▶ _Directions_: Could you copy out, unchanged, the rows from the line with "trace the outline of every instance of the teal" to the line with "(321, 0), (10, 3)]]", including both of those lines?
-.-.-
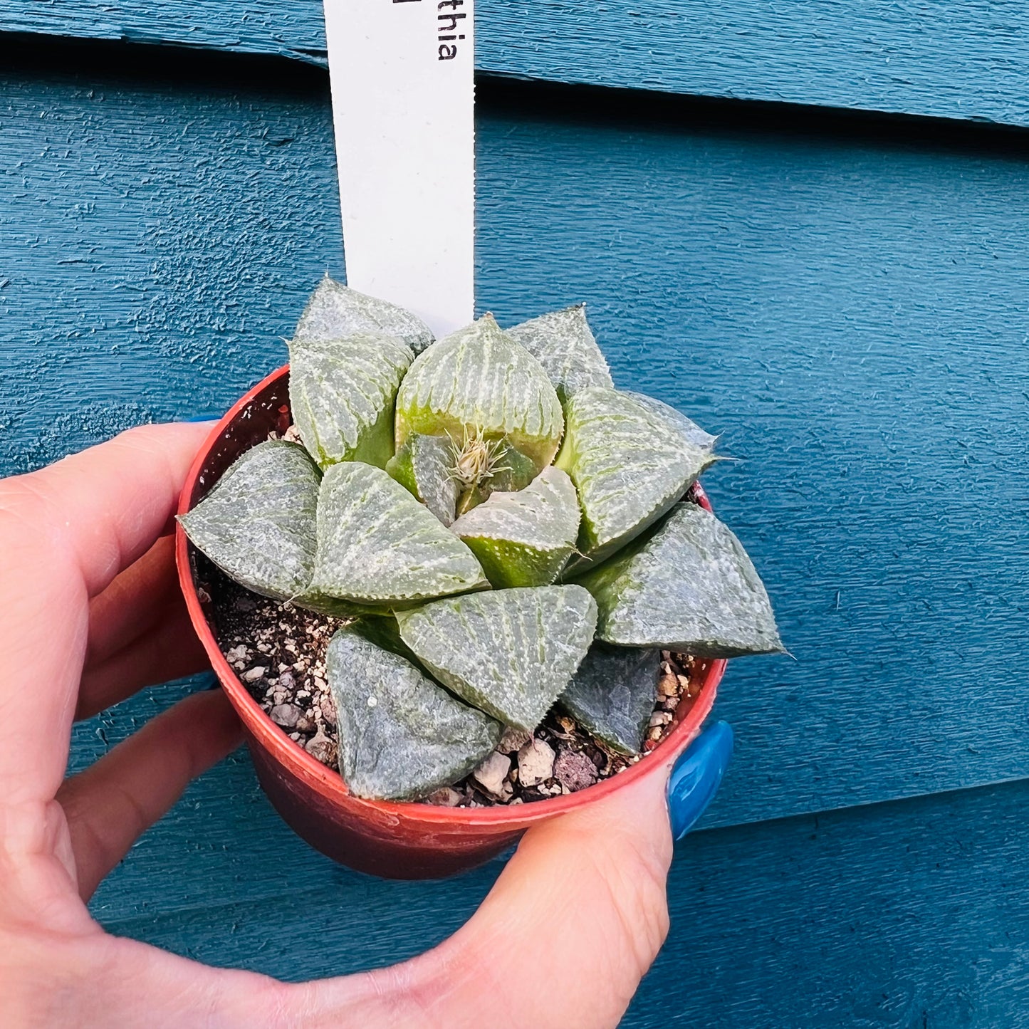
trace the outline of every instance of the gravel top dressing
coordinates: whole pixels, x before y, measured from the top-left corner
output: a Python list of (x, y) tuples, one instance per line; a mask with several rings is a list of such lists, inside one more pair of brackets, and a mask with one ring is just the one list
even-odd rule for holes
[[(197, 568), (225, 660), (283, 733), (336, 770), (335, 704), (325, 677), (325, 650), (345, 619), (251, 593), (200, 555)], [(684, 714), (699, 689), (694, 669), (694, 659), (686, 654), (665, 650), (655, 660), (653, 709), (640, 754), (615, 752), (555, 706), (532, 736), (506, 730), (478, 768), (424, 803), (462, 808), (529, 804), (616, 775), (668, 735), (677, 711)]]

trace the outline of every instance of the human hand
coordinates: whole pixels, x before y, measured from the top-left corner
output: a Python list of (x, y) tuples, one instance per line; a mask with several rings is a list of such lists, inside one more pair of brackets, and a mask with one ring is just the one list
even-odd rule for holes
[[(64, 778), (74, 718), (207, 664), (169, 534), (208, 431), (133, 429), (0, 482), (4, 1025), (615, 1026), (668, 931), (669, 804), (678, 837), (717, 789), (723, 723), (676, 764), (669, 801), (648, 777), (530, 829), (463, 928), (390, 968), (284, 984), (108, 935), (91, 918), (103, 877), (242, 738), (221, 690), (204, 691)], [(28, 723), (16, 714), (27, 695)]]

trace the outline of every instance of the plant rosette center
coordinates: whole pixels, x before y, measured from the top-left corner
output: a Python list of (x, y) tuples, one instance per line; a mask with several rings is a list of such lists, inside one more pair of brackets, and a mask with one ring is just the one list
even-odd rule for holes
[(326, 277), (289, 349), (292, 424), (180, 522), (229, 666), (354, 795), (587, 788), (653, 749), (705, 661), (782, 650), (691, 502), (715, 437), (617, 390), (581, 306), (435, 341)]

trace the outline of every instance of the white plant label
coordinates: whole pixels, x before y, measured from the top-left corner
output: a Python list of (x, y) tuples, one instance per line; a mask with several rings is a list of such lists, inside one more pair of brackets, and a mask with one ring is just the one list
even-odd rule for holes
[(472, 0), (324, 0), (347, 283), (474, 317)]

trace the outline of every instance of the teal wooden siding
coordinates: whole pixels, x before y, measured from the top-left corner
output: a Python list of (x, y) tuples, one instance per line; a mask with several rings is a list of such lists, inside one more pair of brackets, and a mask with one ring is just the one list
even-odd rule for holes
[[(476, 67), (555, 82), (1029, 125), (1021, 0), (478, 0)], [(0, 31), (324, 63), (321, 0), (10, 3)]]
[[(0, 472), (223, 410), (342, 274), (325, 76), (268, 60), (22, 37), (0, 69)], [(796, 658), (730, 667), (737, 758), (626, 1025), (1029, 1025), (1026, 137), (487, 78), (477, 146), (481, 308), (586, 299), (619, 384), (724, 434), (706, 483)], [(295, 980), (430, 946), (498, 868), (333, 866), (236, 755), (94, 911)]]

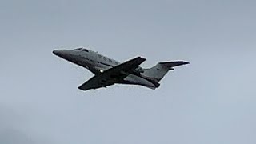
-.-.-
▶ _Full answer_:
trace the outline of every instance of the teal wooden siding
coordinates: whole pixels, x before y, measured from the top-left corner
output: a Python list of (x, y) tuples, one instance per line; a mask with several rings is a list of such lists, inside one more pair of brackets, and a mask with one ring is just the one list
even-odd rule for holes
[[(476, 67), (555, 82), (1029, 125), (1021, 0), (478, 0)], [(0, 31), (324, 63), (321, 0), (10, 3)]]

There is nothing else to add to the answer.